What needs to be done » Reproduce the passage of the Bojack Horseman article starting with "The titular character, Bojack" and going on through "name a few.".

Please note that this article contains spoilers for Season 6, Part 2 of Bojack Horseman!!!!!
“Life’s a bitch and then you die, right?”
“Sometimes. Sometimes life’s a bitch and then you keep living.”
Few shows have addressed controversial topics with as much realism and grace as the Netflix Original Bojack Horseman. Substance abuse, depression, sexuality, and trauma; show creator Raphael Bob-Waksberg tackles these darkly saturated themes, all starkly contrasted against the whimsical backdrop of “Hollywoo,” where anthropomorphic, brightly-colored animals and humans coexist side-by-side without explanation.
The titular character, Bojack Horseman (Will Arnett), is a washed-up 90’s sitcom star whose struggles with substance abuse result in a lifetime of poor choices and toxic actions. Throughout the previous five seasons, Bojack has stumbled his way through a chaotic life, finally seeming to find peace as a sober man and theatre professor at Wesleyan at the start of Season 6, Part 2. However, the ghosts of his past resurge one by one throughout the final episodes, culminating in a disastrous interview where Bojack’s darkest demons are exposed: his incriminating role in the heroin overdose of Sarah Lynn, his TV daughter in Horsin’ Around, and his near-pedophillic experience with the 17-year-old daughter of an old friend, to name a few.

Image-grounded pointing data
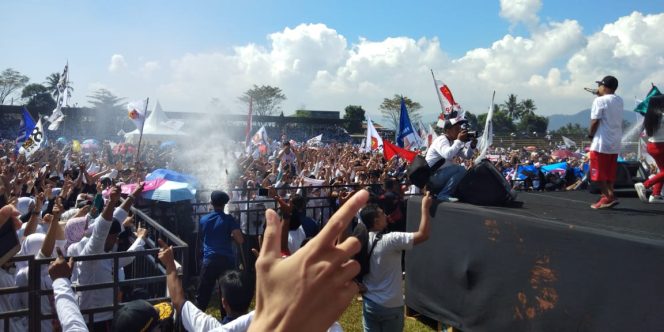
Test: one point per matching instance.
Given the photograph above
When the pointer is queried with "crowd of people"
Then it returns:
(62, 202)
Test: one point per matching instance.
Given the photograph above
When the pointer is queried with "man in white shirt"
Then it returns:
(383, 300)
(453, 143)
(606, 134)
(104, 237)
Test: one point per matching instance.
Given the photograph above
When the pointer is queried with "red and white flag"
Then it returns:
(447, 102)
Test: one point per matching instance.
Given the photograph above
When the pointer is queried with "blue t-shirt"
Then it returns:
(216, 231)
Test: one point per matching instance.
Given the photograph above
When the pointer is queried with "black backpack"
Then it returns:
(364, 255)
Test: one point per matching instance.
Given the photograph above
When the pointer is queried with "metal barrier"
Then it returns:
(143, 271)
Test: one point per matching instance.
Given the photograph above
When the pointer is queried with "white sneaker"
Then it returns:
(656, 199)
(641, 190)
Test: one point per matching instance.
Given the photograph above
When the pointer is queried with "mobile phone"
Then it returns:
(9, 244)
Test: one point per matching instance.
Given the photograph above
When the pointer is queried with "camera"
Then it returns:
(472, 134)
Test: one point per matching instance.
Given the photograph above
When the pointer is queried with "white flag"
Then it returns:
(568, 142)
(136, 111)
(315, 140)
(373, 141)
(35, 141)
(62, 100)
(487, 137)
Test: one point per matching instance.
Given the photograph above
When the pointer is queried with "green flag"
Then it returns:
(642, 107)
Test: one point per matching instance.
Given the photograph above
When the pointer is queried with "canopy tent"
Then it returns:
(157, 128)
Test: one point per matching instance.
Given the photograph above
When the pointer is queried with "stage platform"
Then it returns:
(554, 264)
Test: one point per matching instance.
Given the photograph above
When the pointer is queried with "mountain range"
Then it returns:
(583, 118)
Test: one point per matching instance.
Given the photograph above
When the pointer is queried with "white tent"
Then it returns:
(158, 127)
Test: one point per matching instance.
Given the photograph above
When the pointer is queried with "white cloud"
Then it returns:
(521, 11)
(316, 66)
(118, 63)
(149, 67)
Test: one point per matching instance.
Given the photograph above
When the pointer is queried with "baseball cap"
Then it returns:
(451, 122)
(218, 198)
(609, 82)
(140, 315)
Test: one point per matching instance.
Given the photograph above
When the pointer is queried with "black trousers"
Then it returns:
(211, 270)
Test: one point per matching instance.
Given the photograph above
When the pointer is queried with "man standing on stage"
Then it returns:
(605, 133)
(217, 230)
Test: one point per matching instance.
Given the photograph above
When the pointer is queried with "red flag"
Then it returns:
(247, 131)
(389, 150)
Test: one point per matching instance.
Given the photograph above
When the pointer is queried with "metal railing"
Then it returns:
(144, 271)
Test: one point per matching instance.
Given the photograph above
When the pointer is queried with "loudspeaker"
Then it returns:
(484, 185)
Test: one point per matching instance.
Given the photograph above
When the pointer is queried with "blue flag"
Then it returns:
(26, 127)
(406, 136)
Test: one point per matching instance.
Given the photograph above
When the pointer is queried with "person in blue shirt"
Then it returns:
(216, 231)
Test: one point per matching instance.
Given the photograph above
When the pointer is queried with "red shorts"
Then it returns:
(603, 166)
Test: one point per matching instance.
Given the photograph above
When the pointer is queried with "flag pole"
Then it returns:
(435, 87)
(140, 137)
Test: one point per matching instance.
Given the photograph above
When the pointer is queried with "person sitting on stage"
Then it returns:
(653, 123)
(383, 300)
(442, 151)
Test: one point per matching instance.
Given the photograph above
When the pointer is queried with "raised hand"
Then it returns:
(60, 268)
(309, 290)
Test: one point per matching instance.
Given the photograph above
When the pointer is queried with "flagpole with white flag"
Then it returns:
(487, 136)
(435, 87)
(140, 137)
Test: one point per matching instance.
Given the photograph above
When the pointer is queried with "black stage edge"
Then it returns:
(553, 265)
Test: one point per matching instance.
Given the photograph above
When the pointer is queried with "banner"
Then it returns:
(406, 137)
(373, 141)
(390, 150)
(315, 140)
(568, 142)
(62, 99)
(136, 110)
(642, 107)
(35, 141)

Exercise solution »
The titular character, Bojack Horseman (Will Arnett), is a washed-up 90’s sitcom star whose struggles with substance abuse result in a lifetime of poor choices and toxic actions. Throughout the previous five seasons, Bojack has stumbled his way through a chaotic life, finally seeming to find peace as a sober man and theatre professor at Wesleyan at the start of Season 6, Part 2. However, the ghosts of his past resurge one by one throughout the final episodes, culminating in a disastrous interview where Bojack’s darkest demons are exposed: his incriminating role in the heroin overdose of Sarah Lynn, his TV daughter in Horsin’ Around, and his near-pedophillic experience with the 17-year-old daughter of an old friend, to name a few.